_STATED PROBLEM A_
Output, as a JSON list of strings with one string per line and blank lines omitted, the rows below from the line that contains "Please examine the photo and tell me where the tree" through the line that contains "[327,51,338,182]", inclusive.

_EXTRACT PROVIDED_

▽

Much easier fix in my opinion than the power steering leak. 95% probability your PS pump is leaking, however at your leak rate it might also be a bad hose and that is easier to fix. The problem with the power steering pump replacement is LR put a mounting stud in the head to mount the power steering bracket on, so you have to remove the AC compressor, idler pulley, radiator fan, and compressor bracket to get the pump off. I always pull that damn stud out and throw it away as it was one of three bolts holding the pump in and is superfluous in my opinion. If the pump had been changed once before or the HG done it may be gone already, it is the top bolt holding the pump on and can be seen without disassembly if it is still there. The rave manual and some internet photos will help immensely understanding the removal and replacement of the pump. The pumps do wear out and at your mileage likely needs replacing.

△

_AVAILABLE DATA_
▽

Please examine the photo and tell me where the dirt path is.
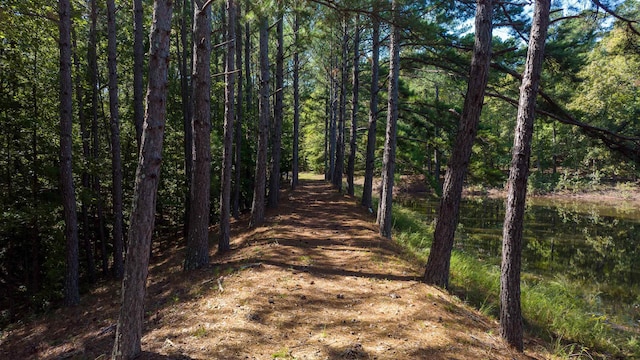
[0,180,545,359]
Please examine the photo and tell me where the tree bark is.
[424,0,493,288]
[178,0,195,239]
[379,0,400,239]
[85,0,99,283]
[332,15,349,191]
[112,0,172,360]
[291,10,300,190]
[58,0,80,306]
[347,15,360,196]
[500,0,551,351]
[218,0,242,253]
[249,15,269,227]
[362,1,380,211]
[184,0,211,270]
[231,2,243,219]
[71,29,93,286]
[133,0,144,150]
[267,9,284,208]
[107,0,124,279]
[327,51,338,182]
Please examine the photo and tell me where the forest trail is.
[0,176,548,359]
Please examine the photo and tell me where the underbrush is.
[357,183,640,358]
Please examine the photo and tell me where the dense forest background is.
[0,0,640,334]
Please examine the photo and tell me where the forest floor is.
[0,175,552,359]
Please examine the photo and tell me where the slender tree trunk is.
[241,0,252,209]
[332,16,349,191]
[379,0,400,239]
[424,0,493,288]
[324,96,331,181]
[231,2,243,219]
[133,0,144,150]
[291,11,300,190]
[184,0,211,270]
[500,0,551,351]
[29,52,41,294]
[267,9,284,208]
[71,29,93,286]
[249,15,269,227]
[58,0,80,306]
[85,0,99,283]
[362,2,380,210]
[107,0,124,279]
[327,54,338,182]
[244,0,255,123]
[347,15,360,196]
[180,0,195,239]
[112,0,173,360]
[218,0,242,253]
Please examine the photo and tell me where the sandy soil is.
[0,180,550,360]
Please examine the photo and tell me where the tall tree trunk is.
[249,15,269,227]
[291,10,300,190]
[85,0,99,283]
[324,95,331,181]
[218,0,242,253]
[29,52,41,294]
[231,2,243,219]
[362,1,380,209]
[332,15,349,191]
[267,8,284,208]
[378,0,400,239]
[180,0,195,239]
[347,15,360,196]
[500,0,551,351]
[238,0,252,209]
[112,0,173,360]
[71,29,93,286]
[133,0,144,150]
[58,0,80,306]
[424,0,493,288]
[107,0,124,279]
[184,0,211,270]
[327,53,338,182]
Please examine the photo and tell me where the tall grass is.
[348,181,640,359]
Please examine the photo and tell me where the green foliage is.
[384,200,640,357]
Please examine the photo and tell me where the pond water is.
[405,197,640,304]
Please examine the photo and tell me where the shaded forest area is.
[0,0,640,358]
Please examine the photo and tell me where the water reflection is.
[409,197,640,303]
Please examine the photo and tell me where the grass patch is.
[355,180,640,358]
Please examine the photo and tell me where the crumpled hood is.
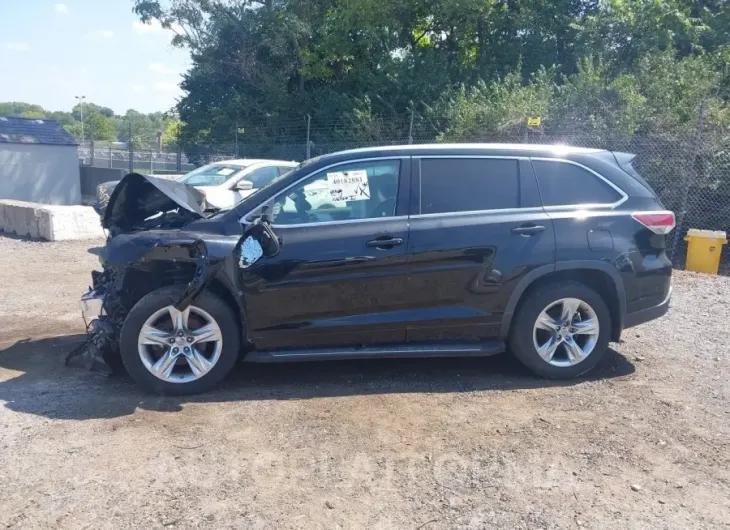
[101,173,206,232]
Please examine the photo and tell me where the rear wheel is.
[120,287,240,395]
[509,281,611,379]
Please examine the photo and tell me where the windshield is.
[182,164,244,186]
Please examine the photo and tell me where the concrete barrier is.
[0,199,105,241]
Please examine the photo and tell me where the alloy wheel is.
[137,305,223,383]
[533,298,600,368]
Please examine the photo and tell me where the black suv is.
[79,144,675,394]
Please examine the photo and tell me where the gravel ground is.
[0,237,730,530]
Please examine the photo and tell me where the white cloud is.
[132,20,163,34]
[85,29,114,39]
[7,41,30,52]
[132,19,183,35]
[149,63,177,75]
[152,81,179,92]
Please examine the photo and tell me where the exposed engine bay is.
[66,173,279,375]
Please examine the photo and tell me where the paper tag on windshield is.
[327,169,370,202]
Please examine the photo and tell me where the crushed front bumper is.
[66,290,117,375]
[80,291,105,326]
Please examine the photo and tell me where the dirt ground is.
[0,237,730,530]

△

_STATED PROBLEM B_
Write what comes next in the above passage on replacing the power steering pump, starting after its final sentence.

_ANSWER A_
[
  "Please examine the photo and tell me where the tree bark is.",
  "[424,0,493,288]",
  "[178,0,195,239]",
  "[379,0,400,239]",
  "[85,0,99,283]",
  "[332,15,349,191]",
  "[112,0,172,360]",
  "[291,10,300,190]",
  "[58,0,80,306]",
  "[347,15,360,196]",
  "[500,0,551,351]",
  "[218,0,242,253]",
  "[249,15,269,227]",
  "[362,1,380,211]",
  "[184,0,211,270]",
  "[231,2,243,219]",
  "[71,29,93,286]",
  "[133,0,144,150]",
  "[267,9,284,208]",
  "[107,0,124,279]",
  "[327,51,338,182]"
]

_ANSWER B_
To the original poster, you need to find a specialty LR shop with a good reputation and take the truck ONLY there. Any other shop will give you bad advice as these things are different from most of what the average shops work on. However, you may want to consider DIY if there is not one close by. Overall one of the great things about these Disco's is they are relatively easy to DIY. So much good information on the internet, so many videos, and so many people on the forums willing to help. It can be intimidating if you have never done it, but if you can work up the courage to make the effort I guarantee you can do it with the help from the forums. Buying the tools is cheaper than the shop labor is all cases. Most repairs can be done in a parking lot or a garage, worst case you rent a storage locker big enough to put the Disco in and get out of the weather, even if it is just for a week. If it is your only vehicle, buy all the tools and parts recommended by the forum post ahead of time and save the job for a long weekend. Don't forget Enterprise rental cars are cheap also if you need a couple days to do the job. At $30ish a day you can rent several days before you have spent even one hour of a shops time. We will get you through it, I for one am actually willing to facetime a newbie through a job is they really need help.

Good luck, and let us know if we can help.